Exercise set:
[A] In the text on agonist effects on cyclic AMP synthesis, which four agonists were chosen for closer examination?
[B] Decide whether each statement agrees with the text on agonist effects on cyclic AMP synthesis. Answer yes or no, and quote the deciding words from the text.
(i) The results from 2-min incubations were compared with data from 10-min incubations.
(ii) At high concentrations, carbachol and oxotremorine-M truly stimulated cyclic AMP synthesis in cells treated with pertussis toxin.
(iii) In pertussis toxin-treated cells, oxotremorine and methylfurmethide increased cyclic AMP synthesis by 125%.
[C] Proceed with the text on agonist effects on cyclic AMP synthesis, starting after its final sentence.

Document text:
Effects of agonists on cyclic AMP synthesis during incubations lasting 2, 5 and 15 min

Four agonists have been chosen for closer examination: carbachol, oxotremorine-M, oxotremorine and methylfurmethide (Figures 1 and 2). Compared to data obtained after 10 min incubations with these agonists, the results obtained with incubations lasting 2 min differed in several respects: (a) at high concentrations (0.3 and 1.0 mM), carbachol and oxotremorine-M caused a true stimulation (increase above 100% of control) of cyclic AMP synthesis in cells not treated with pertussis toxin (Figure 1A,B), (b) the ‘bimodality' of the inhibitory action (less inhibition at high agonist concentrations) was also seen with methylfurmethide and oxotremorine (Figure 1C,D), (c) carbachol and oxotremorine-M had much stronger stimulatory effects on the synthesis of cyclic AMP in pertussis toxin-treated cells (increased by 125%; Figure 2A,B) than oxotremorine and methylfurmethide (increased by 50%; Figure 2C,D).

Listed entries:
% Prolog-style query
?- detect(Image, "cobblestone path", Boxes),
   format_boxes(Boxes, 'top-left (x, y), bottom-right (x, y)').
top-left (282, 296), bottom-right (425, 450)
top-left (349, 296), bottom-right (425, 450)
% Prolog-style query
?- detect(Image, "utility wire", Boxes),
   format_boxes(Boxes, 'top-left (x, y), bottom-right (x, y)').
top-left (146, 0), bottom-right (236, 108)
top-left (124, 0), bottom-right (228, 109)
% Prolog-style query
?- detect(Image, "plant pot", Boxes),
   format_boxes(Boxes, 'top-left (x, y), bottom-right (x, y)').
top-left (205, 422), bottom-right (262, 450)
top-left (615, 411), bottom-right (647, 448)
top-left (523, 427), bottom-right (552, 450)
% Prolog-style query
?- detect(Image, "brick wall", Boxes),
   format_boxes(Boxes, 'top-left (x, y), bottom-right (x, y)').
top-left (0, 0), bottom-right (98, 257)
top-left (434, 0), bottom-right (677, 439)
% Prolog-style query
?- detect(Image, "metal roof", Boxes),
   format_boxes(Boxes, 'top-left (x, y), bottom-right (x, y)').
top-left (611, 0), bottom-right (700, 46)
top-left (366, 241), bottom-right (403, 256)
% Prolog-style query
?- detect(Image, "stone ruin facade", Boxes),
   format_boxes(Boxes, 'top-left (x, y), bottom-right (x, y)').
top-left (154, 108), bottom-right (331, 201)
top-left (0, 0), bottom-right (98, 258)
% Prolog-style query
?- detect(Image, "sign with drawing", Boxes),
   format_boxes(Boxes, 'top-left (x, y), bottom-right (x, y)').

--

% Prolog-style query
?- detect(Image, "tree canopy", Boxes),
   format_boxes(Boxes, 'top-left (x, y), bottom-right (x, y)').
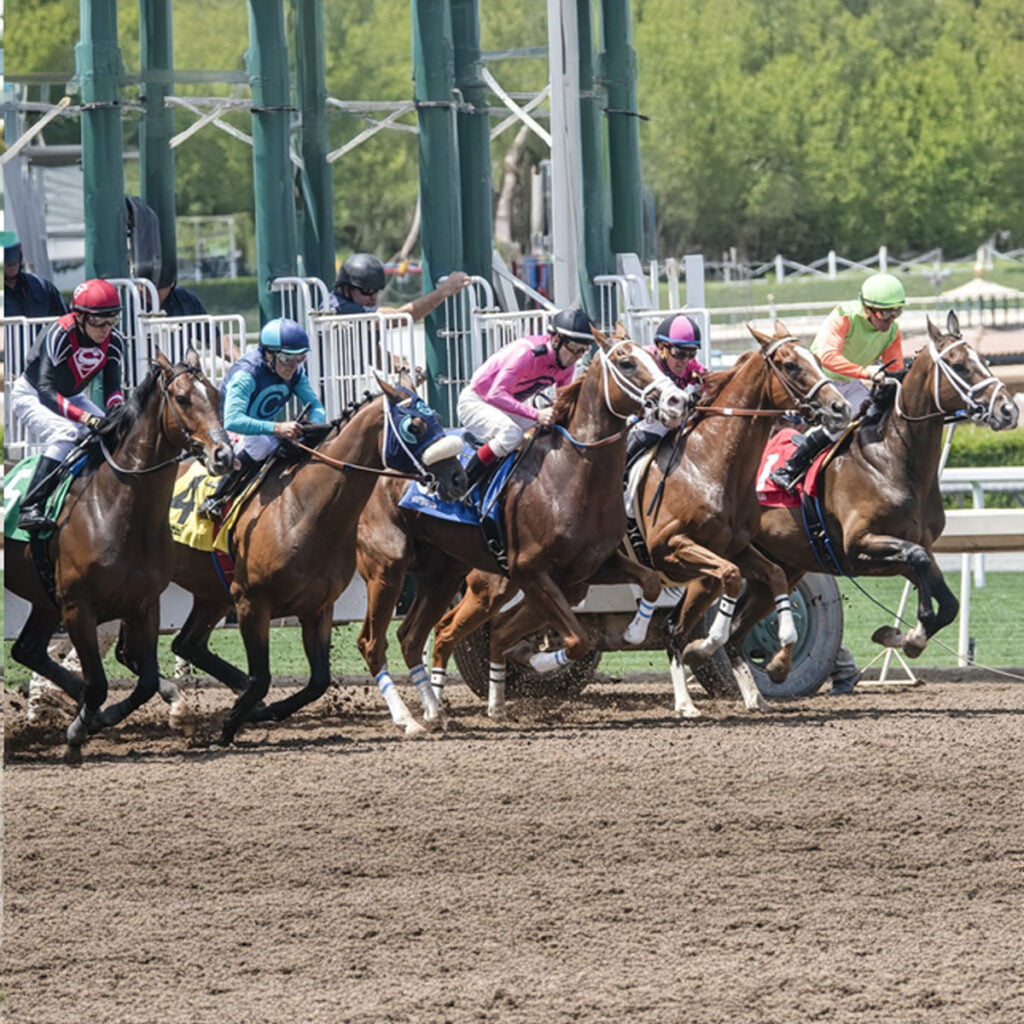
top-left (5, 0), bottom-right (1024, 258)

Your responses:
[A] Carbachol, oxotremorine-M, oxotremorine and methylfurmethide.

[B]
(i) Yes: "Compared to data obtained after 10 min incubations with these agonists"
(ii) No: "in cells not treated with pertussis toxin"
(iii) No: "than oxotremorine and methylfurmethide (increased by 50%; Figure 2C,D)"

[C]
Concentration-response curves for carbachol and methylfurmethide obtained on control cells after incubations lasting 5 or 15 min were closely similar to those obtained after 10-min incubations (Figure 1). On cells pretreated with pertussis toxin, the stimulation of cyclic AMP synthesis by high concentrations of carbachol and oxotremorine-M diminished progressively between incubations lasting 2 and 10 min, whereas the effects of methylfurmethide and oxotremorine were not significantly affected by changes in the duration of incubation within the same time range (Figure 2). Values of maximum observed inhibition and stimulation of cyclic AMP synthesis and computed values of pEC50 for the inhibition and the stimulation of cyclic AMP formation have been listed in Table 2. Also included in Table 2 are the values of EC50-S/EC50-I ratios, which have been derived from the bimodal concentration-response curves and which indicate how many times higher agonist concentration was required using control cells to elicit the stimulation, as compared to the inhibition of cyclic AMP synthesis.

Table 2.

Effects of muscarinic agonists on the synthesis of cyclic AMP in control CHO-M2 cells and in CHO-M2 cells treated with pertussin toxin (PTX)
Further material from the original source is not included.